2017-01-27 00:01:08 | 今日の1冊
本願寺月光蟲です。

沢木さんの小説。
この小説は実は単行本になるのを楽しみにしてて。
新聞で連載してたんですが、かなり評判が良く。
しかも気になった理由の一つに老婆?ていうか年寄りの女性が支持しまくりで。
婆さん達の支持が凄い反面、ボクシング業界がネタになってるとも知り。
ボクシング?老婆が支持?
沢木耕太郎さんの本は小説よりノンフィクション派の私だがやはり気になりすぎ。
ボクシングが舞台の小説なのに何故老婆に人気があるのか?
人気作家さんだからもちろん普通に男のファンも多い。
が、何故今回ボクシングなのに老婆?
ずっと気になってたんだよ、、。
まとめて読みたい派だからずっと単行本になるのを待ってた。
読んだら流石の筆力。

- _課題_
**a)** 沢木さんの小説を紹介した上の掲載文のうち、「しかも気になった理由の一つに老婆?ていうか年寄りの女性が支持しまくりで。」で始まり「人気作家さんだからもちろん普通に男のファンも多い。」に至るまでの部分を、一字も変えずに書き写してください。
**b)** 沢木さんの小説についての掲載文で、筆者が連載を読まずに単行本になるのを待っていたのはなぜだと書かれていますか。

- _抜粋データ_
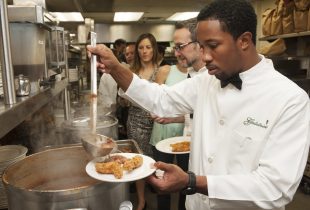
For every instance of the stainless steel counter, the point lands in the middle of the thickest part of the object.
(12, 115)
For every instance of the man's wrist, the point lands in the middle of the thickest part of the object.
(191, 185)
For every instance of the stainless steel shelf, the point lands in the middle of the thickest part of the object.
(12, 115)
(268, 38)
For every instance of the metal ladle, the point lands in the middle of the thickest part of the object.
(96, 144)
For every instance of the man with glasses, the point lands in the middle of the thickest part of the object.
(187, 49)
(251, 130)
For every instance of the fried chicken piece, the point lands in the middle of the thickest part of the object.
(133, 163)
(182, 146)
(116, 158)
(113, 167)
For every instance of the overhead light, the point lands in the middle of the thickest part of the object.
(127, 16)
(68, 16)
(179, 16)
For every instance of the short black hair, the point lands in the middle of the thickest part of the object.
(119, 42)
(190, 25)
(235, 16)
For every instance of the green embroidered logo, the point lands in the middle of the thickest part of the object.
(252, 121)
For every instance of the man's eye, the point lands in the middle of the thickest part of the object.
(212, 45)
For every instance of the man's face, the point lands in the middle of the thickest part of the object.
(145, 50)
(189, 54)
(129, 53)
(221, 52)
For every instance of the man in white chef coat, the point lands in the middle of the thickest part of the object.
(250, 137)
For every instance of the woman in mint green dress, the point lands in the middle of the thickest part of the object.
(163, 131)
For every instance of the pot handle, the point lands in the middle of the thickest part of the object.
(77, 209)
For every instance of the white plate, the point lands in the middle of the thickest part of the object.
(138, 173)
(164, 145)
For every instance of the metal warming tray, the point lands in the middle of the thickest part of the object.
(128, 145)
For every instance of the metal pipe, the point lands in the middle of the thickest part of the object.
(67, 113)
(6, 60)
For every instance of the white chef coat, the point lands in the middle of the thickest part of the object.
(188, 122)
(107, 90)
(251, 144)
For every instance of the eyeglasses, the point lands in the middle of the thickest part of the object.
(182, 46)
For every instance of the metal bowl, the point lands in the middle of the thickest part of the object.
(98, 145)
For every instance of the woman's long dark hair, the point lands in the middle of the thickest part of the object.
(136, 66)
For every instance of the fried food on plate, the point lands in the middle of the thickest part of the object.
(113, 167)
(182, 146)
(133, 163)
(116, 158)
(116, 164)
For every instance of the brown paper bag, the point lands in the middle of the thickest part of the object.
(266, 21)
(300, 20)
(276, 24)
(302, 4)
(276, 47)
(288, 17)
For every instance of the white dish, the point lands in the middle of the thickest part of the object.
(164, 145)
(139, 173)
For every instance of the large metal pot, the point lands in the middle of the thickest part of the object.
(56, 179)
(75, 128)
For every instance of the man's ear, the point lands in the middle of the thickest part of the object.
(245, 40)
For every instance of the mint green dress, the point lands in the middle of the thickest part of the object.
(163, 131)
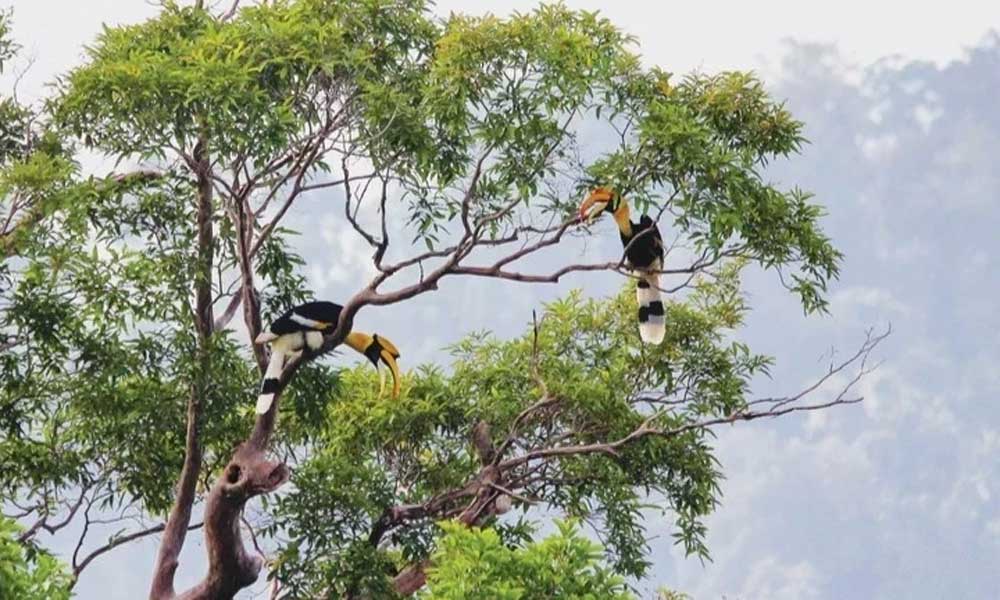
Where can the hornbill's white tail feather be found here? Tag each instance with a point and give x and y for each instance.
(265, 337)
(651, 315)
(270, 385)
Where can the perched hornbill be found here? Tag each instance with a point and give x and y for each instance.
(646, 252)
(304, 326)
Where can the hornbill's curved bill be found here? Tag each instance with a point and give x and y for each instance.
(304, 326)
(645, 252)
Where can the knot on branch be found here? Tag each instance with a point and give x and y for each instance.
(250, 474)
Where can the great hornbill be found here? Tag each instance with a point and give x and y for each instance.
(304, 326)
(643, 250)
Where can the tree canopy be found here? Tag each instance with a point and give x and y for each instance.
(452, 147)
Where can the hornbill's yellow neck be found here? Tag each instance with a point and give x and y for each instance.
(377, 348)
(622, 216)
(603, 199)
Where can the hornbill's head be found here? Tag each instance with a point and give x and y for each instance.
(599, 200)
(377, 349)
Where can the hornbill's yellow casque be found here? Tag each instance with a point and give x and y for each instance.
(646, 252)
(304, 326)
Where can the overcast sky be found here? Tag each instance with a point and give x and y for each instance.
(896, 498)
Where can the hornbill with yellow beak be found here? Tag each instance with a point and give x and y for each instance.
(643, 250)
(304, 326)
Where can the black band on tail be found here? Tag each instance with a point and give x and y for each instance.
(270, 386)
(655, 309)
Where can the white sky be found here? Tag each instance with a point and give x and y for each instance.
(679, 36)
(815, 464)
* * *
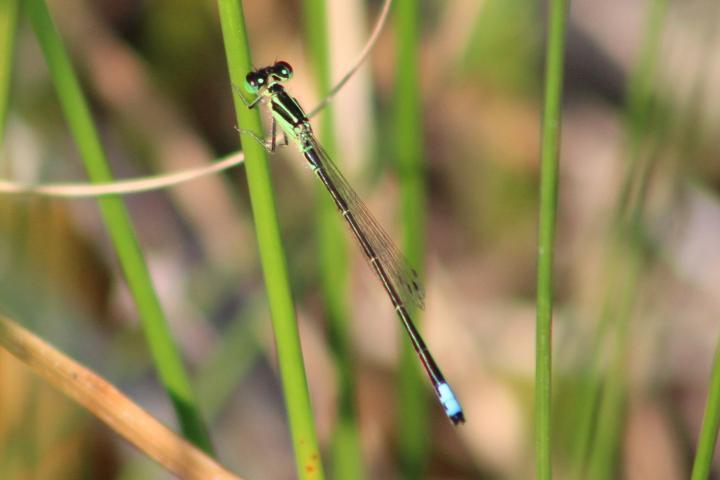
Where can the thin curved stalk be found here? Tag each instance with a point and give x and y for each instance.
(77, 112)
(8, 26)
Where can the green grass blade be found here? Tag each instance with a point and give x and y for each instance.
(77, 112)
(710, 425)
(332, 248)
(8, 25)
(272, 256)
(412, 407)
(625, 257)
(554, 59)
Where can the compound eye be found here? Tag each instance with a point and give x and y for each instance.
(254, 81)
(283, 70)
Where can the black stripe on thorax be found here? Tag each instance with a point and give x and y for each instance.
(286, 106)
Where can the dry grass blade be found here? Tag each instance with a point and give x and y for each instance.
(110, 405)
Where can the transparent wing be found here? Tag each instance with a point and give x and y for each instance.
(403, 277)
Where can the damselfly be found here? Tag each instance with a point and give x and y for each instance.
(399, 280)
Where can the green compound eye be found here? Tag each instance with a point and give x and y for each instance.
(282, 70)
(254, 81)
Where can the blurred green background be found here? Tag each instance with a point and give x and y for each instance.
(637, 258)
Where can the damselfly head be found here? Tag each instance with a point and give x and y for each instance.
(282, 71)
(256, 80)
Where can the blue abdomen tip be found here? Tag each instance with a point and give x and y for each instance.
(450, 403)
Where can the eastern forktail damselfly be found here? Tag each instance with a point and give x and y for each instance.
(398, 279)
* * *
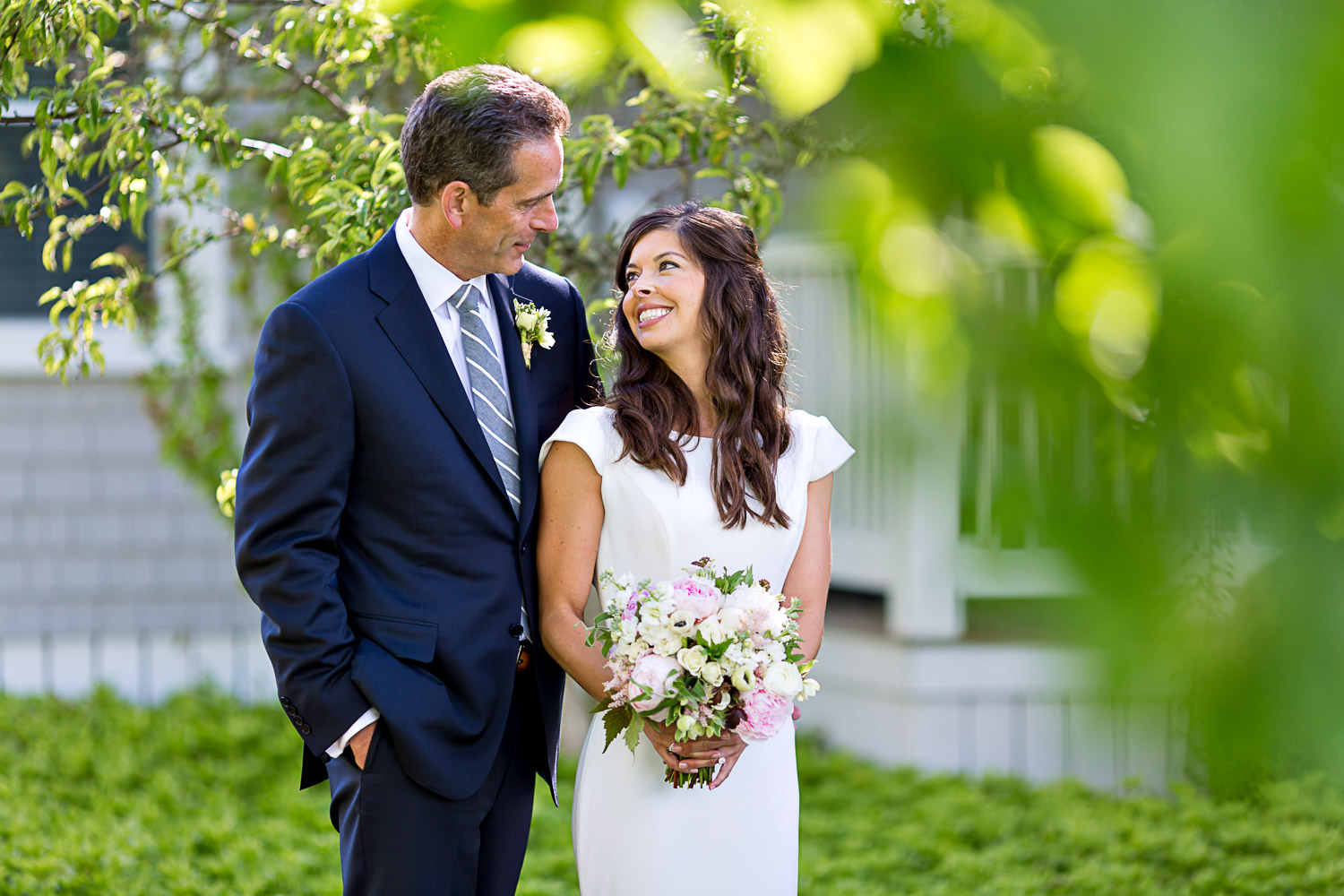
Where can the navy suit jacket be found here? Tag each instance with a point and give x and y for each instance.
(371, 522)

- _解答例_
**a)**
しかも気になった理由の一つに老婆?ていうか年寄りの女性が支持しまくりで。
婆さん達の支持が凄い反面、ボクシング業界がネタになってるとも知り。
ボクシング?老婆が支持?
沢木耕太郎さんの本は小説よりノンフィクション派の私だがやはり気になりすぎ。
ボクシングが舞台の小説なのに何故老婆に人気があるのか?
人気作家さんだからもちろん普通に男のファンも多い。

**b)** 筆者がまとめて読みたい派だからです。